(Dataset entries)
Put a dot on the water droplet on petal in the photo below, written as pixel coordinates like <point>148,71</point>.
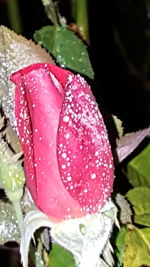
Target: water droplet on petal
<point>93,175</point>
<point>66,118</point>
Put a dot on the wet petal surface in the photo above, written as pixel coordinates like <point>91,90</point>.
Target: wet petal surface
<point>84,153</point>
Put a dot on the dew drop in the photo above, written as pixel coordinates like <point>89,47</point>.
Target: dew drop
<point>93,175</point>
<point>67,135</point>
<point>69,178</point>
<point>63,166</point>
<point>64,155</point>
<point>66,118</point>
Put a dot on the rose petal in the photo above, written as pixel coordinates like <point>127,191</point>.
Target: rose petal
<point>84,152</point>
<point>37,106</point>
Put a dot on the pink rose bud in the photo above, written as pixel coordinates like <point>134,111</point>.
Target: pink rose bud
<point>68,160</point>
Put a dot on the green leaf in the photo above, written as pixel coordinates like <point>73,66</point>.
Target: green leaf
<point>137,243</point>
<point>138,169</point>
<point>60,257</point>
<point>68,50</point>
<point>8,224</point>
<point>120,246</point>
<point>140,199</point>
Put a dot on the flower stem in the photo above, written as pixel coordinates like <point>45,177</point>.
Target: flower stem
<point>19,214</point>
<point>82,18</point>
<point>14,15</point>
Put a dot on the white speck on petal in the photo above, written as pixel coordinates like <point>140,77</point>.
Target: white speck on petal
<point>63,166</point>
<point>64,155</point>
<point>93,175</point>
<point>69,178</point>
<point>65,118</point>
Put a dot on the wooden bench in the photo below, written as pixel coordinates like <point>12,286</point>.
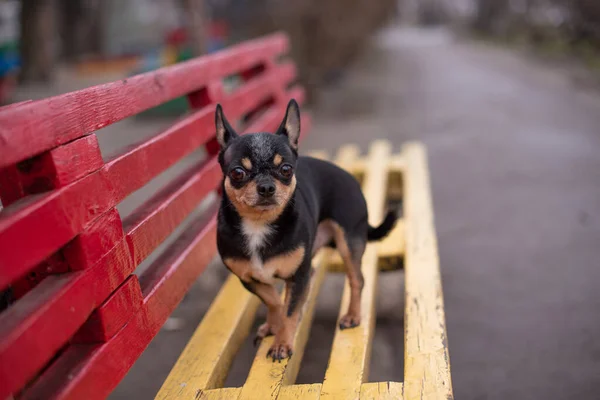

> WRITTEN REQUEST: Rewrite the stretch of rows from the line containing "Put a dot on the flower" through the end of the rows, both ends included, keeping the requests unchanged. Multiply each coordinate in the answer points (not the sample coordinates in the requests) by 0.3, round to whole numbers with halves going up, and omit the pictures.

> REPLY TO THE EXERCISE:
Put a dot on the flower stem in the photo above, written as pixel coordinates like <point>45,177</point>.
Target: flower stem
<point>6,64</point>
<point>25,5</point>
<point>4,5</point>
Put a dot on the white speck on petal in the photo above, written as pixel coordinates like <point>140,77</point>.
Target: white speck on petal
<point>19,50</point>
<point>19,47</point>
<point>28,53</point>
<point>21,53</point>
<point>20,35</point>
Put a dot on the wooden bench in the photo below, written as pixel coordinates like <point>12,286</point>.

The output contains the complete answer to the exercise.